Я не собирался повторять ошибок Боба. Следователь зачитывал мне очередной кусок его показаний. Иногда, после моих настойчивых требований, показывал мне тот или иной лист.
- Но тут нет его подписи!
- Это ведь перевод на русский, а Тот подписывал английский оригинал.
- Тогда покажите мне его, - и я убеждался в том, что подпись подлинная. Но то, что они не хотели показывать мне весь текст, обнадеживало: значит, не все шло по их плану и на его допросах.
Я постоянно требовал, чтобы следователь каждый раз записывал в протокол, что он зачитывал мне показания Тота и какие именно, - это был еще один способ убедиться в том, что Солонченко не блефует. Ведь по закону ему запрещено давать допрашиваемому ложную информацию. Лгут они, конечно, постоянно, но фиксировать свое вранье в протоколах, как правило, избегают.
Выслушав показания Тота и его собеседника, я обычно подтверждал то, что касалось лично меня:
- Да, я действительно помогал Роберту Тоту в этой беседе в качестве переводчика. О деталях разговора говорить отказываюсь. Заявляю лишь, что ничего, касающегося секретов государства, при мне не обсуждали.
Но Солонченко не оставлял надежды расшатать мою позицию. Он нашел маленькие противоречия между показаниями Тота и его собеседников и попытался сделать из меня арбитра. Я, понятно, отказался. Но в одном случае эти расхождения были принципиальными, и после долгих колебаний я решил отреагировать и заявил, выслушав еще раз свидетельства Петухова и Боба, что ни одна из их встреч не происходила по инициативе Тота. Я продиктовал следователю фразу, а потом весь вечер и всю ночь мучился угрызениями совести, ибо в споре двух людей, преследуемых КГБ, взял сторону одного из них. В том, что у Роберта серьезные неприятности, я уже не сомневался, но, может, положение Петухова - этого действительно подозрительного и малосимпатичного типа - в тысячу раз хуже? Может, теперь КГБ использует мое заявление, чтобы "додавить" его? Разве я не нарушил свой принцип не давать показаний о других людях?

───

# [Задания]
1) Проверьте по отрывку, верны ли утверждения (a), (b) и (c). Для каждого ответьте «да» или «нет» и приведите точную цитату из текста, которая это решает. (a) Следователь показывал рассказчику показания Тота целиком. (b) Рассказчик требовал заносить в протокол, какие показания Тота ему зачитывались. (c) Рассказчик заявил, что встречи Петухова и Боба происходили по инициативе Тота.
2) Напишите продолжение отрывка о допросах у следователя Солонченко, начиная сразу после его последней фразы.

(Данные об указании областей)
───

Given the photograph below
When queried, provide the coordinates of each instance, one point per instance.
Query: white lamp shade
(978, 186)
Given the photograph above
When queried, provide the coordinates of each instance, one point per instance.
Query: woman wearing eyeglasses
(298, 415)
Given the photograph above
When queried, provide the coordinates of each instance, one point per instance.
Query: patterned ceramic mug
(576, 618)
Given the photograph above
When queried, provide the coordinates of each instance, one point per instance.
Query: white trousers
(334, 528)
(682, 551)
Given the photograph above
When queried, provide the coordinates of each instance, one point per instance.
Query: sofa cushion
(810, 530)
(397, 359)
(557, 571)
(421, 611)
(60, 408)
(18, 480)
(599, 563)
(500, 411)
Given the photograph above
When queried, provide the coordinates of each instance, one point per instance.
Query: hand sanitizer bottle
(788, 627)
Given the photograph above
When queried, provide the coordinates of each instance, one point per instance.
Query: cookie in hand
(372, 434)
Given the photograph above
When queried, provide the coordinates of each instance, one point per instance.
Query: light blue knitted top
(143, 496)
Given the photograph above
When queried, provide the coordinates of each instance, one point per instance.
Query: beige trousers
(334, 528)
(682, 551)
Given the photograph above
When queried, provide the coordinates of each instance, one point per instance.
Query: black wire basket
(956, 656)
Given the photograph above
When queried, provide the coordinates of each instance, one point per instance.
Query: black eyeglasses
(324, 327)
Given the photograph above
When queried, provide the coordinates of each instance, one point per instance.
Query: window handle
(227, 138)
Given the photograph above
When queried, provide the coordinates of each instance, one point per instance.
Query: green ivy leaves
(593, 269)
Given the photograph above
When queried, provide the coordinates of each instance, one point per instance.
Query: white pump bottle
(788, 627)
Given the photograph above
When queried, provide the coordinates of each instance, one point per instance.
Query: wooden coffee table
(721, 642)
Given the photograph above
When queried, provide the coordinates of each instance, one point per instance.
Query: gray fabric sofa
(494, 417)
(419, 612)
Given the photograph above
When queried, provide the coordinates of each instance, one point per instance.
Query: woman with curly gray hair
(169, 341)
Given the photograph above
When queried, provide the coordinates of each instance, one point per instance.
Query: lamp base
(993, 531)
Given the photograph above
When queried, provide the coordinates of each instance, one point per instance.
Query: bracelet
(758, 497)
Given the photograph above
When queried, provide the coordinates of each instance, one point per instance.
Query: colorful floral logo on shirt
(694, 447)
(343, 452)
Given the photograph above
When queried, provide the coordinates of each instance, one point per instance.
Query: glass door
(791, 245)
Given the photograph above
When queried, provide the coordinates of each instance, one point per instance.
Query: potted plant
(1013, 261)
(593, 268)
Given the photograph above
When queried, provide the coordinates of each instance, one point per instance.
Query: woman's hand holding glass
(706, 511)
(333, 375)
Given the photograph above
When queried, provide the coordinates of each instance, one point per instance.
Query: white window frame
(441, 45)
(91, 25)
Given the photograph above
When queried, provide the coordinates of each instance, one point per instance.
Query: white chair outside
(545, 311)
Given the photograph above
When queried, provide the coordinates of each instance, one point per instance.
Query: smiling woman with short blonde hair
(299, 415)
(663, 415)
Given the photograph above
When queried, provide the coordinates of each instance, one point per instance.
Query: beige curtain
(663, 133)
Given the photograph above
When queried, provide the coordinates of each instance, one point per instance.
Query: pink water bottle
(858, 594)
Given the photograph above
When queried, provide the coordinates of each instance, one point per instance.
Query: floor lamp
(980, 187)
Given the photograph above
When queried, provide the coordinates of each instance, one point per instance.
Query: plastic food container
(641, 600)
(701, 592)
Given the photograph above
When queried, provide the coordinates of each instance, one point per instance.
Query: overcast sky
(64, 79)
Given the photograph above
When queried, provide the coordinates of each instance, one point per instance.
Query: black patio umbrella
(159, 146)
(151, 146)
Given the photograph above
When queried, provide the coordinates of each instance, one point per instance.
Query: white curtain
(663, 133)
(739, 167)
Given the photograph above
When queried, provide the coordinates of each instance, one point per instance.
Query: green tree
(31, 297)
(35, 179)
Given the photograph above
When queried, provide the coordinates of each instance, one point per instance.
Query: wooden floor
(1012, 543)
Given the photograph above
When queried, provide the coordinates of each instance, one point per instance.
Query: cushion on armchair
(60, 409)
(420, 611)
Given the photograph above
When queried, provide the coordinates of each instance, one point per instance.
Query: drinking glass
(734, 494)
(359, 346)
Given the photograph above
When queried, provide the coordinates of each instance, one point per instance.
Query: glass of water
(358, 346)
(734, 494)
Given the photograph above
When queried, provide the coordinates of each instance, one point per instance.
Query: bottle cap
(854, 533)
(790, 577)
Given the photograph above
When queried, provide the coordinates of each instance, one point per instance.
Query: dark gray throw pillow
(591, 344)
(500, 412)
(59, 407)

───

# [Ожидаемые ответы]
1)
(a) Нет: «Но то, что они не хотели показывать мне весь текст, обнадеживало».
(b) Да: «Я постоянно требовал, чтобы следователь каждый раз записывал в протокол, что он зачитывал мне показания Тота и какие именно».
(c) Нет: «что ни одна из их встреч не происходила по инициативе Тота».

2)
Терзания мои кончились на следующий день, когда Солонченко попросил меня подписать протокол этого допроса: мое заявление в нем отсутствовало. Значит, следствию оно почему-то невыгодно. Тогда я стал настаивать на включении этой фразы и после нудных препирательств добился своего.
В итоге я оказался прав: поддержка нужна была Бобу, а не Петухову. В то время, когда я грыз себя - не подвел ли я его, - Петухов получал в своем институте очередную благодарность. Надо думать, что КГБ не оставил его своей милостью: ведь именно Петухов месяц назад помог им провести операцию по захвату Тота "с поличным". Но всего этого я тогда не знал. Так или иначе, никогда больше во время следствия я не отступал от своего правила не давать показаний на других.
Большую часть времени во время наших встреч Солонченко тратил на рассказы о том, как западные спецслужбы собирают в СССР секретную информацию с помощью своих журналистов и дипломатов.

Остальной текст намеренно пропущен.